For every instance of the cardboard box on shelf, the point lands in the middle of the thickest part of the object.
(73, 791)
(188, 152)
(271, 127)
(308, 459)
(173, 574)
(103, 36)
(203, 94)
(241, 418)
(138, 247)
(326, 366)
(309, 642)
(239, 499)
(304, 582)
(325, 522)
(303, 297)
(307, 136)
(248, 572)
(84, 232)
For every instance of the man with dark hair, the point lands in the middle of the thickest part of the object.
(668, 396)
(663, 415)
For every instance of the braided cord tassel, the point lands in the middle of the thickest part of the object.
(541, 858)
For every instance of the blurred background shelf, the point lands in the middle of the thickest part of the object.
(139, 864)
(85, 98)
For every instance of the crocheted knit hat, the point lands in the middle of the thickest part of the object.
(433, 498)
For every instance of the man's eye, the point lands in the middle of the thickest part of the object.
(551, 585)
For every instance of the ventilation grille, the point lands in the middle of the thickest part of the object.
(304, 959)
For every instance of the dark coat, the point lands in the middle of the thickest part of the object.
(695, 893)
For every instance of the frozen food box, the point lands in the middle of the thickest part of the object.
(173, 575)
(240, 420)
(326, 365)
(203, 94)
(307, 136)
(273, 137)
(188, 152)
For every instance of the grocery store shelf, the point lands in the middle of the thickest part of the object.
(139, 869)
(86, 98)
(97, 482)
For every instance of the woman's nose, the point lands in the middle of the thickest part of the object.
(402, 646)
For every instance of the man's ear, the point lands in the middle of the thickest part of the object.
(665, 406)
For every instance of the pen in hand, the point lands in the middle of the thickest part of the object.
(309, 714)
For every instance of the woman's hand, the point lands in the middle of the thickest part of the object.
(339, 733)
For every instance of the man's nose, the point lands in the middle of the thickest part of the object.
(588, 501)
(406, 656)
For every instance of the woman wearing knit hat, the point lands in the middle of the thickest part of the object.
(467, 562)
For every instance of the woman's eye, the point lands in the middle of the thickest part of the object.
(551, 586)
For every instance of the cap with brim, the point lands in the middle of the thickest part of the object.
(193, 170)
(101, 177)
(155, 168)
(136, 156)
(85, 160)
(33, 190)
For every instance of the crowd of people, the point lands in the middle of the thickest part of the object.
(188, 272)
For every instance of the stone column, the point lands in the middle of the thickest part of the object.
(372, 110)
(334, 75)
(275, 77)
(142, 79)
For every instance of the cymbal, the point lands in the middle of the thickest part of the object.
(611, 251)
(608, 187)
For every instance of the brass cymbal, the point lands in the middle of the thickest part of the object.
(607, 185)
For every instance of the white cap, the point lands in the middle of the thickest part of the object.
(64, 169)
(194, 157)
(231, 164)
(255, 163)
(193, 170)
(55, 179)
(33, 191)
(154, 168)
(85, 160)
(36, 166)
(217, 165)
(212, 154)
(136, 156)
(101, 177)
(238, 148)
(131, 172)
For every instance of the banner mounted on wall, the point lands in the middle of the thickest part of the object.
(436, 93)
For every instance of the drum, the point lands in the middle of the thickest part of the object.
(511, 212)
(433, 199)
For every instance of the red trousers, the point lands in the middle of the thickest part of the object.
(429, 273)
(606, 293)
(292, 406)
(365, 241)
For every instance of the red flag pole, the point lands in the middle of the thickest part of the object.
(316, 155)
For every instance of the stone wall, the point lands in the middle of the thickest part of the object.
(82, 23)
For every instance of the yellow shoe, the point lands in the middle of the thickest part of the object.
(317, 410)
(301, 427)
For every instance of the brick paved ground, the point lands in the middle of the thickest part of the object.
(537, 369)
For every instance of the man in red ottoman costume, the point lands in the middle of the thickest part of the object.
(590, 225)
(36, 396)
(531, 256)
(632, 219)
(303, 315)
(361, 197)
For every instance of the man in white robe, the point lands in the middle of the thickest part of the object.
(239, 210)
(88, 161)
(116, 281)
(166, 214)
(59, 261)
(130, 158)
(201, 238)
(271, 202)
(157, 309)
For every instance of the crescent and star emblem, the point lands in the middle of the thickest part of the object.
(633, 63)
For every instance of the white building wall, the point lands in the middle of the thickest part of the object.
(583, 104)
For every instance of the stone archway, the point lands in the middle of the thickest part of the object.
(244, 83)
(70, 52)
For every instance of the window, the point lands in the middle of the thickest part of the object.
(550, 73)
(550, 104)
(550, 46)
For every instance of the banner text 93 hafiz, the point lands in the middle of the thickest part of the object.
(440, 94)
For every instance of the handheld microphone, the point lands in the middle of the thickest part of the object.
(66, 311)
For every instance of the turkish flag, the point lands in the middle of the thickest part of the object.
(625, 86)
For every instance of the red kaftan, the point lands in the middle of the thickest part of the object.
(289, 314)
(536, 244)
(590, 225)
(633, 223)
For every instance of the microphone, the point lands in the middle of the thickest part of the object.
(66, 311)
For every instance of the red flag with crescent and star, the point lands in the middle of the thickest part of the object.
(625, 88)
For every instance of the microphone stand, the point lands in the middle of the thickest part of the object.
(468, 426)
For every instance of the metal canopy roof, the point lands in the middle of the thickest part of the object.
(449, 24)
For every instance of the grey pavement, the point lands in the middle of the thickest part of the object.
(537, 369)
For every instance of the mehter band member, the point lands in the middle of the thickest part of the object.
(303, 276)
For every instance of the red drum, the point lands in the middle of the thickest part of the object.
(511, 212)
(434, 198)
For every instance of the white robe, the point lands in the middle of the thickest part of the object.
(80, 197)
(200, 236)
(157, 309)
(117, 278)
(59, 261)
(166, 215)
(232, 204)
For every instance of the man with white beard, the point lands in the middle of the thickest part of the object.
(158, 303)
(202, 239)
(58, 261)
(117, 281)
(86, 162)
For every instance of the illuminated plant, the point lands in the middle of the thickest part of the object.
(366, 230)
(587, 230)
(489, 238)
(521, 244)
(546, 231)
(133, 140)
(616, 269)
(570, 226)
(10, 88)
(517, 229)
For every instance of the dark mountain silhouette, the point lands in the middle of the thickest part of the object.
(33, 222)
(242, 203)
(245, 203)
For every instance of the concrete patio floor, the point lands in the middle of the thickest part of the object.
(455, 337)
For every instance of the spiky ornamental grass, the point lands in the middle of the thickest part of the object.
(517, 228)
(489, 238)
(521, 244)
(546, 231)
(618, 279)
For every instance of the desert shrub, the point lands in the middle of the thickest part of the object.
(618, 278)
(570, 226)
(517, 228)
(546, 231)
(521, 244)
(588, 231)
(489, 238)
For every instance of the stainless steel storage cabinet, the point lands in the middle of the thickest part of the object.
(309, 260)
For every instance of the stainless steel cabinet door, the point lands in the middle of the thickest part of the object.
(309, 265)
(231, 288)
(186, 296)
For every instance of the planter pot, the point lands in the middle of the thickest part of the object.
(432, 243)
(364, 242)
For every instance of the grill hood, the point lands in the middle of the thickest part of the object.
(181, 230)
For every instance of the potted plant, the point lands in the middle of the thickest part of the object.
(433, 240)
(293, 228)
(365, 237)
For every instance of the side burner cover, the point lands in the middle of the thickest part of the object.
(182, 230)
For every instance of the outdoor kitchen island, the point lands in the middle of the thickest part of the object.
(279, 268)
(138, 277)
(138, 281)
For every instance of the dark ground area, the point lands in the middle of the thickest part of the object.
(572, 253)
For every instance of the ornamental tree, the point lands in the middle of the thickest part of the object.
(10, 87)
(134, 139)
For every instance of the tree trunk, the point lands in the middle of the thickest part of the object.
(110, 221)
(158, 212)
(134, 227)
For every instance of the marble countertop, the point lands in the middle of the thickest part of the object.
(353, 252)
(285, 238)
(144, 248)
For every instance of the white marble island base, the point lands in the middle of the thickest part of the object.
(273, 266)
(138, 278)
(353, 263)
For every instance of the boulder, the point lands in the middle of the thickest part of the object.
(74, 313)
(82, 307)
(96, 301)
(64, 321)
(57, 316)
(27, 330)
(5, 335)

────────────────────

## Assigned task
In full and without alteration, write out the data above.

## Answer for the task
For every instance of the cardboard box on shelf, the point lands in the middle of the thickest part of the object.
(73, 791)
(188, 152)
(271, 127)
(308, 459)
(173, 574)
(103, 36)
(203, 94)
(241, 418)
(138, 247)
(326, 366)
(309, 642)
(239, 499)
(304, 582)
(325, 522)
(303, 297)
(307, 136)
(248, 572)
(84, 232)
For every instance of the man with dark hair, the point lands in the middle of the thickest part of the object.
(668, 396)
(663, 415)
For every instance of the braided cord tassel, the point lands in the middle of the thickest part of the object.
(541, 858)
For every instance of the blurred background shelf, the point lands in the middle of the thickest part of the object.
(139, 864)
(85, 98)
For every instance of the crocheted knit hat, the point lands in the middle of the thickest part of the object.
(433, 498)
For every instance of the man's eye, the point lands in the middle of the thickest part of the object.
(551, 585)
For every instance of the ventilation grille, the point lands in the middle of the thickest part of the object.
(304, 959)
For every instance of the dark coat, the point lands in the middle of the thickest part of the object.
(695, 893)
For every instance of the frozen food box, the point lands in the middle of the thickest part of the object.
(173, 575)
(240, 420)
(326, 365)
(203, 94)
(307, 136)
(273, 137)
(188, 152)
For every instance of the grocery store shelf, the point lands in the middle of the thickest part of the object.
(139, 869)
(86, 98)
(97, 482)
For every instance of the woman's nose, the point lands in the middle of the thickest part of the object.
(402, 646)
For every instance of the man's ear, the point lands in the middle of the thickest part of the object.
(665, 406)
For every instance of the pen in hand, the point lands in the middle of the thickest part of the object.
(309, 714)
For every instance of the woman's hand, the point lands in the middle of the thickest part of the object.
(339, 733)
For every instance of the man's nose, the point lands in the middle of the thickest part of the object.
(588, 501)
(406, 656)
For every instance of the woman wearing knit hat, the point lands in the middle of the thickest part of the object.
(467, 562)
For every instance of the woman's eye, the point lands in the middle of the thickest part of the object.
(551, 586)
For every instance of the cap with brim, the point lands in the middle of the thickest part of the object.
(193, 170)
(101, 177)
(155, 168)
(136, 156)
(85, 160)
(33, 190)
For every instance of the crowd of people, the point lands in the middle of the thickest part of the object.
(188, 272)
For every instance of the stone column, the point lands in the middle of the thickest part of the object.
(372, 110)
(334, 75)
(275, 77)
(142, 79)
For every instance of the cymbal, the point lands in the middle of the thickest part of the object.
(611, 251)
(608, 187)
For every instance of the brass cymbal, the point lands in the middle of the thickest part of the object.
(607, 185)
For every instance of the white cap, the point lands in the middle of the thickest part of the object.
(64, 169)
(194, 157)
(231, 164)
(255, 163)
(193, 170)
(55, 179)
(33, 191)
(154, 168)
(85, 160)
(36, 166)
(217, 165)
(212, 154)
(136, 156)
(101, 177)
(238, 148)
(131, 172)
For every instance of the banner mounted on wall, the point lands in the middle of the thickest part of the object.
(436, 93)
For every instance of the drum, the point lands in the middle of the thickest part of the object.
(511, 212)
(433, 199)
For every instance of the red trousers, the point lands in the middle of the thickest part of the object.
(429, 273)
(606, 293)
(292, 406)
(365, 241)
For every instance of the red flag pole, the point lands in the middle of the thickest part of the object.
(316, 155)
For every instance of the stone wall, the point lands in the middle of the thickest part of the object.
(82, 23)
For every instance of the yellow shoe, the point lands in the middle of the thickest part of the object.
(317, 410)
(301, 427)
For every instance of the brick paved ground, the point lands in the middle of the thickest part of the object.
(537, 369)
For every instance of the man in red ottoman costume, the point lands in the middle of the thickest part of the object.
(590, 225)
(36, 396)
(531, 256)
(632, 219)
(303, 315)
(361, 197)
For every instance of the man in white robe, the point lands in the middle of the thickest part of the object.
(239, 210)
(88, 161)
(116, 281)
(166, 214)
(59, 261)
(130, 158)
(201, 238)
(271, 202)
(157, 309)
For every instance of the crescent and star emblem, the point lands in the middle of the thickest part of the object.
(633, 63)
For every instance of the white building wall, the point lands in the middle of the thickest part of the object.
(583, 104)
For every instance of the stone archway, the point lands in the middle of the thickest part of the object.
(244, 83)
(70, 52)
For every instance of the window, the point lands in the middle of the thickest part of the object.
(550, 73)
(550, 104)
(550, 46)
For every instance of the banner text 93 hafiz, the point lands in the middle of the thickest part of the object.
(440, 94)
For every instance of the handheld microphone, the point lands in the middle of the thickest part of the object.
(66, 311)
For every instance of the turkish flag, the point lands in the middle of the thickest part of the object.
(625, 86)
For every instance of the red kaftan, the point lands in the middle of the thickest part of the object.
(289, 314)
(536, 244)
(590, 225)
(633, 223)
For every instance of the microphone, the point lands in the middle of the thickest part of the object.
(66, 311)
For every instance of the red flag with crescent and star, the point lands in the middle of the thickest part of the object.
(625, 88)
For every instance of the microphone stand, the point lands in the middle of the thickest part of the object.
(468, 426)
For every instance of the metal canopy roof, the point lands in the middle of the thickest part of the object.
(449, 24)
For every instance of the grey pavement, the point lands in the middle of the thickest part of the object.
(537, 369)
For every instance of the mehter band member, the point lands in the middle of the thickest part of the object.
(303, 276)
For every instance of the red drum, the point lands in the middle of the thickest part of the object.
(511, 212)
(434, 198)
For every instance of the white robe, the point lands in the middle of the thickest part of the object.
(80, 197)
(200, 236)
(157, 309)
(117, 278)
(59, 261)
(166, 215)
(232, 204)
For every instance of the man with white beard, the point lands in the middle of the thickest part of the object.
(158, 303)
(202, 239)
(58, 261)
(117, 281)
(86, 162)
For every instance of the illuminated plant, the point lands in the middle of the thickest part of the object.
(366, 230)
(587, 230)
(489, 238)
(521, 244)
(546, 231)
(133, 140)
(616, 269)
(570, 226)
(10, 88)
(517, 229)
For every instance of the dark mountain silhouette, the point lands in the middle of the thickest part of the object.
(33, 222)
(242, 203)
(245, 203)
For every instance of the concrete patio floor, the point lands in the middle of the thickest part of the object.
(455, 337)
For every instance of the spiky ornamental grass, the point lands in the middle of the thickest part of the object.
(517, 228)
(489, 238)
(521, 244)
(546, 231)
(618, 279)
For every instance of the desert shrub, the point lands in the middle of the thickest part of the object.
(618, 278)
(570, 226)
(517, 228)
(546, 231)
(521, 244)
(588, 231)
(489, 238)
For every instance of the stainless steel storage cabinet, the point lands in the middle of the thickest part of the object.
(309, 260)
For every instance of the stainless steel cabinet door, the point lands in the middle of the thickest part of the object.
(309, 265)
(231, 288)
(186, 296)
For every instance of the planter pot, the point lands in the middle of the thickest part of the object.
(432, 243)
(364, 242)
For every instance of the grill hood, the point lands in the middle of the thickest part of the object.
(181, 230)
For every instance of the potted plant, the point lands in the middle of the thickest part of the object.
(433, 240)
(293, 228)
(365, 237)
For every instance of the side burner cover, the point lands in the middle of the thickest part of the object.
(182, 230)
For every instance of the outdoor kitchen island, the point lands in the middle of the thickest part of the object.
(279, 268)
(138, 277)
(138, 281)
For every instance of the dark ground area, the point lands in the middle of the thickest part of the object.
(572, 253)
For every instance of the ornamental tree, the point lands in the middle of the thickest part of the object.
(10, 87)
(134, 139)
For every instance of the tree trunk, the point lands in the middle of the thickest part of the object.
(110, 221)
(158, 212)
(134, 227)
For every instance of the marble countertop, the point lands in the middle of the thickest part of the object.
(353, 252)
(285, 238)
(144, 248)
For every instance of the white marble island base, the point lands in the middle of the thickest part of the object.
(273, 266)
(138, 278)
(353, 263)
For every instance of the boulder, the point lands in the middle of the thickest part of the object.
(74, 313)
(82, 307)
(96, 301)
(64, 321)
(57, 316)
(27, 330)
(5, 335)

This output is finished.